- _What you will do_
(a) In the account below about Sv and his parents, what are the answers to these?
(i) Which parent said they would not come to the meeting?
(ii) What was Sv playing with while he stood beside the adults?
(iii) How old was the girl playing near Sv?
(b) Can you carry on the account below about Sv and his parents, picking up right after its final sentence?

- _Document section_
[start]

Somehow he didn't sound true. He appeared to be angry and lying.

"Well anyways, we want to have a meeting with you." I said.
"Why?" Both of them appeared in visible consternation.
" Because we need to talk to you."
"About what?"
"Obviously about Sv."
The mother looked towards the father and groaned, "I don't want to come; can you please go?"
"Its important for both of you to be present." We insisted but the mother told us that she won't come only the father would come for this meeting.

They started saying good bye to Sv who had been standing close beside us all this time and was happily playing with toy fruits. At this he started crying and in only the next 2-3 sobs he made a face as though he would throw up.
Both myself and Cl asked him lovingly and concernedly but his mother snatched him ( almost snatched) him from us saying she didn't want that day's incident to repeat itself and took him away to soothe and console him but he threw up again in a large mess just like that day and then was ultimately taken back home again.

Before going she said to us that the reason why he had started crying and had thrown up was because while we were talking a child came and said to him that Sv shouldn't come to school and go home; and because he felt that I in particular was going to harm his parents.

 That's absurd...! The whole time we were talking to them, Sv had been standing close beside us within just 2 feet of us and there was only a one and a half year old girl playing near him who neither knows him nor can yet speak a whole sentence that too in English. She can only say a few broken words in Italian or German. So there is no way she could have said that. In any case we were close enough so we could have heard her. Besides her there was no other child in that area at that time. As to harming we had been talking very politely without even raising the pitch of our voices.

[end]

- _Entries_
[start]

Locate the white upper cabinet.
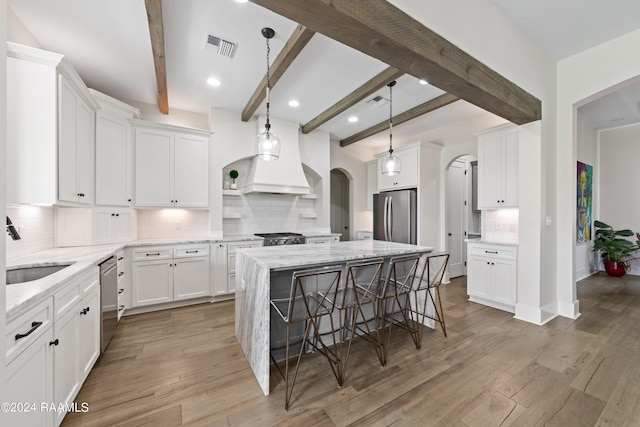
[89,89,140,206]
[7,42,98,205]
[132,120,210,208]
[477,124,519,209]
[372,145,420,191]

[end]

- _Results for the exercise_
(a)
(i) The mother.
(ii) Toy fruits.
(iii) One and a half years old.

(b)
Why the hell are they lying like this?

As...a swindler...?

Today I was talking to Mk and I made a stunning discovery.
I merely asked him if he believed that As has resigned due to illness and he said,

"Well, I will tell you something which the others over here do not know. As has been fired because she was stealing money from the kindergarten. Once she came up to us one morning and told us that someone had broken into the school building and stole a lot of money..several thousand Euros. We all believed her but that was not the truth. Actually she had stolen it and staged it that way to appear like a loot - of course we came to know about it only now!

Then there were several other instances when money came into the school office and disappeared without records anywhere.She often used to accept money in cash and pocketed it straight away letting it appear that so and so thing had not been paid at all.

There were several times when during our regular team meetings she insisted that somehow someone or some people were entering the school premises after closing up and were stealing things from the school; she said she suspected this because she found several things missing without reason from the school.
The last time was just a few days ago, I happened to enter the office and bumped into St and My talking together about 50,000 Euros being stolen from the school."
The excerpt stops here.